[[ RECORDS SHOWN, beginning ]]

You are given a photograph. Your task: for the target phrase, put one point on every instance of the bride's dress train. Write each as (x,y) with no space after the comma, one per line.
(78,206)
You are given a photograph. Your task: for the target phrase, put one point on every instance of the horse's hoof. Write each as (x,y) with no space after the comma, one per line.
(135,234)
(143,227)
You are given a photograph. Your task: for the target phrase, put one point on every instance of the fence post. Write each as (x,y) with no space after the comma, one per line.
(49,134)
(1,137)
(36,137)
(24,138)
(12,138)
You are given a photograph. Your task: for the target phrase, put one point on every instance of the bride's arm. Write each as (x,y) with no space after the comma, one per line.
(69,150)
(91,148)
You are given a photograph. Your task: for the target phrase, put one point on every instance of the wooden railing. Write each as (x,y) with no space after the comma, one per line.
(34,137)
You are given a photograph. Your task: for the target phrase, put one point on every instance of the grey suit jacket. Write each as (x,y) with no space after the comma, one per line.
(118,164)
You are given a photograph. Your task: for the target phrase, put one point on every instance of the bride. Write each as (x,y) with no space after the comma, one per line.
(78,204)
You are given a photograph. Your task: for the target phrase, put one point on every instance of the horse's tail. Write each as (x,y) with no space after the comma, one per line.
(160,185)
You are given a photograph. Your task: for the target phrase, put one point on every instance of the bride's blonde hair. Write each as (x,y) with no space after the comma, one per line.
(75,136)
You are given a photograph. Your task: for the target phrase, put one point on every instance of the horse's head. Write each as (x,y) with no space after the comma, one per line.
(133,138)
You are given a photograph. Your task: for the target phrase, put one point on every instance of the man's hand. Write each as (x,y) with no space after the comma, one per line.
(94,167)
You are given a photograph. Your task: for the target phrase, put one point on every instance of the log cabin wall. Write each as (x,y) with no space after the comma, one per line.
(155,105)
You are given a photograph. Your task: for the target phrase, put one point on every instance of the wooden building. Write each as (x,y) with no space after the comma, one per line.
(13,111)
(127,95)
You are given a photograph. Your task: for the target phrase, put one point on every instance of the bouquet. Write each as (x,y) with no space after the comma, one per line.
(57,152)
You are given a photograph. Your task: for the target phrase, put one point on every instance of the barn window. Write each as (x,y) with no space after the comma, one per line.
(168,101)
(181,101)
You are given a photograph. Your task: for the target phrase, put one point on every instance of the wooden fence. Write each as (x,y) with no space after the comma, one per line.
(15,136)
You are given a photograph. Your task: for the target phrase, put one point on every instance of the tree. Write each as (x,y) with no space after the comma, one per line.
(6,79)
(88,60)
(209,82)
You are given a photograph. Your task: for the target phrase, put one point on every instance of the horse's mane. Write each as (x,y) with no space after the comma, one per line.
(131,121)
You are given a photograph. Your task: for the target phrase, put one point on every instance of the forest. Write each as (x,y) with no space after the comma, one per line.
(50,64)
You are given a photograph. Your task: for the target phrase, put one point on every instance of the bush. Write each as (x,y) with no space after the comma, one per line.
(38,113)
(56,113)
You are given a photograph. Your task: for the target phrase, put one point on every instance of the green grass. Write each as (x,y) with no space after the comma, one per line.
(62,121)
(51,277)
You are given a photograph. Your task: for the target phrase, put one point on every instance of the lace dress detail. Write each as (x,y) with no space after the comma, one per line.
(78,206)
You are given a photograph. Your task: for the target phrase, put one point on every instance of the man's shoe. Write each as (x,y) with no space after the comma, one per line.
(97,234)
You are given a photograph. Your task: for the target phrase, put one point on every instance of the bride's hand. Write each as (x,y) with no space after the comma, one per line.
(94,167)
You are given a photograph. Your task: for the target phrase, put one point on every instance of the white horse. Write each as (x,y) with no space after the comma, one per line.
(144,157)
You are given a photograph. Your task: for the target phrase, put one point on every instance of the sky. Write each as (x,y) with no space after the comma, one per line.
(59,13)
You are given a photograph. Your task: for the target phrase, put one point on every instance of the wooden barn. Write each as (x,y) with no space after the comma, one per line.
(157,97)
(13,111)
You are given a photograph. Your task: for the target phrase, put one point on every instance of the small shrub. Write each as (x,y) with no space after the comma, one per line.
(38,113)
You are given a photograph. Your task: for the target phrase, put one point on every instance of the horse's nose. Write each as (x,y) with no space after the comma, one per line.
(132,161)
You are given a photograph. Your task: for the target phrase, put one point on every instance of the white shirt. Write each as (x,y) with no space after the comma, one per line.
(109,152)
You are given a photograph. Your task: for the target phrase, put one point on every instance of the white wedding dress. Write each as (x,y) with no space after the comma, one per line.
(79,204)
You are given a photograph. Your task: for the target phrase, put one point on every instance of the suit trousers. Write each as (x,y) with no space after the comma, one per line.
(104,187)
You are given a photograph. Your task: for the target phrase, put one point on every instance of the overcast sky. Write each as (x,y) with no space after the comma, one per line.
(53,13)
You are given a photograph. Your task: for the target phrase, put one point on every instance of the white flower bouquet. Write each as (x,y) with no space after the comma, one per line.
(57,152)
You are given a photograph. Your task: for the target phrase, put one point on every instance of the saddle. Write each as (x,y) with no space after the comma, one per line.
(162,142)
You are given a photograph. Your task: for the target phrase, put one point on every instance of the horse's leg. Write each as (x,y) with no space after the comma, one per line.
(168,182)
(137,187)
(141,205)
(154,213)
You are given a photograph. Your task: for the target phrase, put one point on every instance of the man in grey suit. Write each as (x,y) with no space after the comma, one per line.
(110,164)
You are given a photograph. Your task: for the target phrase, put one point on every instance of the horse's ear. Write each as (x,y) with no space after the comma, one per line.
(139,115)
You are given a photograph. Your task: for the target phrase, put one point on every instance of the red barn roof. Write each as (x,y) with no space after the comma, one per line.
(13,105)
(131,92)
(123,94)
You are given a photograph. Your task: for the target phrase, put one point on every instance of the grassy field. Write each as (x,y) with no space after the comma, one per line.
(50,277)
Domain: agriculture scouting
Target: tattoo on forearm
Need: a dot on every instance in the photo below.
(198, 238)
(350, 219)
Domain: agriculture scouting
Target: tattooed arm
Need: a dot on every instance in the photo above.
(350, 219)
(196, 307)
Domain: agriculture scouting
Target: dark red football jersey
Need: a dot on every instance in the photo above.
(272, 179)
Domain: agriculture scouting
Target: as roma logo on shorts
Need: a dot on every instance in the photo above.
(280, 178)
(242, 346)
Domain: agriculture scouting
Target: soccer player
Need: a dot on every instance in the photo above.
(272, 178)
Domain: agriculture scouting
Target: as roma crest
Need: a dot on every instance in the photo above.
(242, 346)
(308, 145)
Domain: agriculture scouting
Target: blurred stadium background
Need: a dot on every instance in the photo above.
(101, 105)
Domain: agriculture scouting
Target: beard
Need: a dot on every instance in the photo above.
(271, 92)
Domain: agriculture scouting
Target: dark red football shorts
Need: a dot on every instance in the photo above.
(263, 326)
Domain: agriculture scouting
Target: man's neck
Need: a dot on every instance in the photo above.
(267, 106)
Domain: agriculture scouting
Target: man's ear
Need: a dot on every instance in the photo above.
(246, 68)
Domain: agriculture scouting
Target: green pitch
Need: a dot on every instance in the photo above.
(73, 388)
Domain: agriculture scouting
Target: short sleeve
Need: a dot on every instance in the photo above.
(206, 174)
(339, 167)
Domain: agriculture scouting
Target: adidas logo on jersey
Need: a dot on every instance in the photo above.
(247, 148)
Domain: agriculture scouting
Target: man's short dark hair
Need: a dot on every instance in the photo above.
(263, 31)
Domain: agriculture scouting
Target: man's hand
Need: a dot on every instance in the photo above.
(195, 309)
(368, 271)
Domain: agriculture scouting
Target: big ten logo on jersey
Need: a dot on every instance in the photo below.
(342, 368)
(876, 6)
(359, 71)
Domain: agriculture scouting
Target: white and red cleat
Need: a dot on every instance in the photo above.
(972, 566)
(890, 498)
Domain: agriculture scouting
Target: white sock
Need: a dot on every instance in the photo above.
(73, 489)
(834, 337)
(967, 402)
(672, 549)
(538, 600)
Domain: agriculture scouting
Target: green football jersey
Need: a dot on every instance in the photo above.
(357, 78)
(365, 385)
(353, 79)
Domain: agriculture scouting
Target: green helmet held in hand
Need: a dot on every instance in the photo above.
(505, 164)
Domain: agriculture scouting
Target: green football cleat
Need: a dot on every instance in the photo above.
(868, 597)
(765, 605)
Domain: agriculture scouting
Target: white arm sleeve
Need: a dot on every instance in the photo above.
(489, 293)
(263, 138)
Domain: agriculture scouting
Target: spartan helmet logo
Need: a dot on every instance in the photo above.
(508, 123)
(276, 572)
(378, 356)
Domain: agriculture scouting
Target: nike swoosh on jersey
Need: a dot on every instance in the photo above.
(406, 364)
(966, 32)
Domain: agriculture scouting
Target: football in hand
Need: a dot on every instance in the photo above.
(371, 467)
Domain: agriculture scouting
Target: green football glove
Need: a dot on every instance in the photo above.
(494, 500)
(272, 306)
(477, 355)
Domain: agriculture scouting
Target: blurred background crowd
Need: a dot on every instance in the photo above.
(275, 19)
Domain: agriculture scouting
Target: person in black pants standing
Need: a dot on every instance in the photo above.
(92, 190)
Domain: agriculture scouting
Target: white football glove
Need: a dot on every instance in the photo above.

[[ RECORDS SHOWN, end ]]

YOUR OBJECTIVE: From the entries above, copy each line holding "jersey".

OUTPUT OF THE TASK:
Target: dark red football jersey
Target: adidas logo on jersey
Target: big ten logo on jersey
Target: green football jersey
Target: nike swoosh on jersey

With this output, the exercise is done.